[Rows excerpted from a collection]
+===+

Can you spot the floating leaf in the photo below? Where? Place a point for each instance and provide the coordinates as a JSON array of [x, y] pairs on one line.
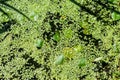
[[56, 36], [39, 43], [115, 16], [82, 62], [59, 60]]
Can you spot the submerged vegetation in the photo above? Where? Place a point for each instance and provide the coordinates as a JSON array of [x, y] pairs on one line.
[[59, 39]]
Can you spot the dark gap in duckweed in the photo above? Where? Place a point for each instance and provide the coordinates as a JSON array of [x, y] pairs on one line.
[[54, 26], [7, 25], [88, 38], [101, 67], [96, 13]]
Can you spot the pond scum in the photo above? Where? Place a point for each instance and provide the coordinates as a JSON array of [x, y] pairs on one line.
[[66, 40]]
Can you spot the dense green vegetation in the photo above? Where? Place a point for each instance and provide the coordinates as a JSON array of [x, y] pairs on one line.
[[59, 39]]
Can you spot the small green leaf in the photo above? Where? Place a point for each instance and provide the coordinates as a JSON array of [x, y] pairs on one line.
[[39, 43], [115, 16], [82, 62], [59, 60], [56, 36]]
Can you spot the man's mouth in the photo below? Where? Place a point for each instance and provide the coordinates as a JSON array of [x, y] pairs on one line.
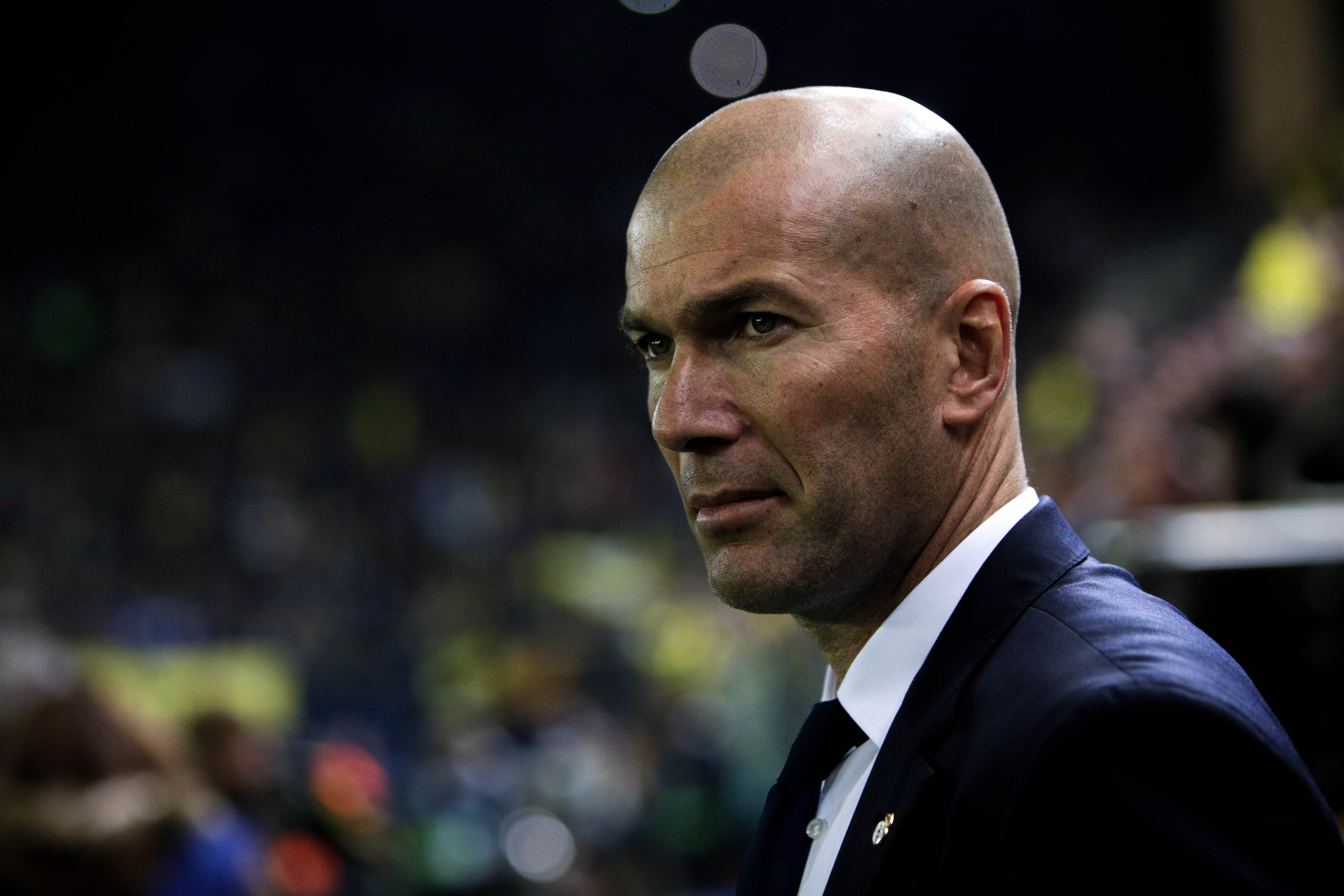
[[733, 507]]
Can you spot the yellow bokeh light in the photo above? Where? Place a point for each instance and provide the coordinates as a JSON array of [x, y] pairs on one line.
[[384, 425], [1060, 402], [1285, 280]]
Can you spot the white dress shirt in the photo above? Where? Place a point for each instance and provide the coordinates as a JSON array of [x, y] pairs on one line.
[[877, 683]]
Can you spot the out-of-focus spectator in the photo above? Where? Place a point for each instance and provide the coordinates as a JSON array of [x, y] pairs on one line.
[[236, 761], [87, 808]]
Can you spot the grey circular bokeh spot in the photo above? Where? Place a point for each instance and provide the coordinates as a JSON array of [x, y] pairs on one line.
[[729, 61], [650, 7]]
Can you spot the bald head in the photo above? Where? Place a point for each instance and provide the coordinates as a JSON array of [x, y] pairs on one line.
[[894, 190], [823, 287]]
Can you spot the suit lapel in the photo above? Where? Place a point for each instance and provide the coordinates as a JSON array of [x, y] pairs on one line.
[[1030, 559]]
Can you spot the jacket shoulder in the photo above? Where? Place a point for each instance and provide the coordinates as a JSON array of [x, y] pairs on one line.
[[1093, 635]]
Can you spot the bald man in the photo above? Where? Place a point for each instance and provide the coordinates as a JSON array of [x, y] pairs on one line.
[[826, 292]]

+===+

■ EXERCISE DETAILS
Copy every row above verbatim, omitting the pictures.

■ SOLUTION BELOW
Can you spot the floating leaf in the photo below? Where? Place a point for each instance and provide the coordinates as a JSON array of [x, y] pairs on one line.
[[56, 36], [39, 43], [115, 16], [82, 62], [59, 60]]
Can you spot the submerged vegetation in the photo above? Where? Place a point for each instance and provide the coordinates as a JSON array of [x, y] pairs on one line.
[[59, 39]]
Can you spot the dark gap in duckweed in the photo above? Where? Place a point for each instance and provide the coordinates as a JSON array of [x, y] pairs on one line.
[[54, 26], [7, 25], [88, 38], [101, 67], [96, 13]]
Can you spot the pond scum in the photo above? Where? Place a point for each instance and provide the coordinates as a JSON array of [x, y] pairs on one line.
[[66, 40]]
Can you spot the dense green vegetation in the photo above? Where? Place a point for each instance and provide the coordinates as a JSON array of [x, y] pairs on one line.
[[59, 39]]
Can you spot the small green leaf in the photo above? Where? Place a point for each instance and provide the coordinates as a JSON array of [x, y] pairs on one line.
[[39, 43], [115, 16], [82, 62], [59, 60], [56, 36]]
Can you spot the man's mouth in the photo below? Where? Place a point for each instance and provide the coordinates as a JSON array of [x, y] pairs on one line.
[[733, 507]]
Can you spot the yellow bokeh light in the photo above? Where? Place a point for each instance and provide the coordinates as a JSON array of [x, y] pairs on one line.
[[384, 425], [1060, 402], [1285, 280]]
Can you spot the white dress shirt in the photo above? Where? Place a point for each instance and provide the coordinates as a JSON array of [x, y] pairs on one line.
[[877, 683]]
Can you spot the out-of-focus spectator in the photo above? Where? Place a point for each instance and provide the coordinates as a JSON array of [x, y] pairs on one line.
[[236, 761], [87, 808]]
Can you spot the grey circular bokeh spot in the photo above? Where? Place a point for each instance and provide the coordinates as a JSON array of [x, y] pairs on one line.
[[729, 61], [650, 7]]
Can you spot the bald head in the photo above? Where? Place a point for each instance and provide the coordinates as a JSON array of [x, y] pairs on one line.
[[894, 190], [823, 287]]
Can you spot the suit lapel in the photo above? Where? Place a point for each instance and provide the coordinates as a JSON array of [x, y] pairs on one line.
[[1030, 559]]
Can you spot the jacket shoulder in the photo above? Where? Place a point for each instance and provide the coordinates as a JSON array of [x, y] pairs on one line.
[[1093, 635]]
Can you spot the bald man in the photo above? Where? Place a point for each instance and provide the coordinates as a JSON array of [x, y] pairs on one line.
[[826, 292]]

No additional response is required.